Single by Shannon Noll

from the album Unbroken
- Released: 30 September 2016
- Recorded: 2016
- Genre: Pop, rock
- Length: 3:36
- Label: Warner Music Australia
- Songwriters: Shannon Noll, Michael Tan, Brett Creswell
- Producer: Craig Porteils

Shannon Noll singles chronology
| "Spirit of the Anzacs" (2015) | "Who I Am" (2016) | "Southern Sky" (2017) |

= Who I Am (Shannon Noll song) =

"Who I Am" is a single by Australian recording artist Shannon Noll. The song was released on September 30, 2016, digitally and physically as the lead single from Noll's fifth studio album, Unbroken (2018). The song peaked at number 56 on the Australian ARIA Charts.

Noll said “"Who I Am" is me saying this is me like it or not, I think in this business people try to make you something you’re not. It’s a joyful song that is all about being yourself and doing the things that make you happy.”

What you need to do: Name every songwriter credited in the page on "Who I Am" by Shannon Noll.

Collected data:
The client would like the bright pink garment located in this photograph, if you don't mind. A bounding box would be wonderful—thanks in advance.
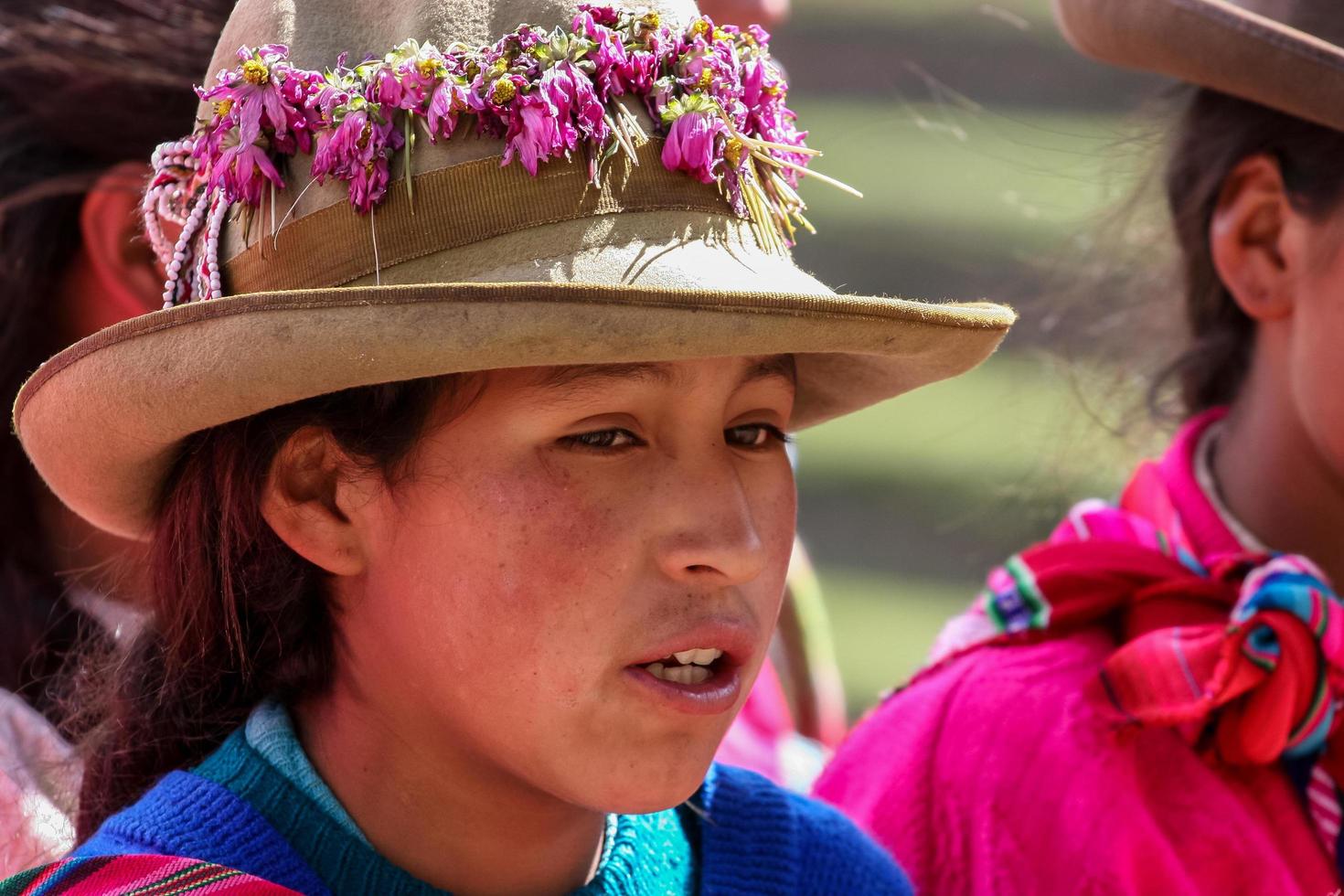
[816,418,1339,895]
[714,656,798,784]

The answer: Shannon Noll, Michael Tan, Brett Creswell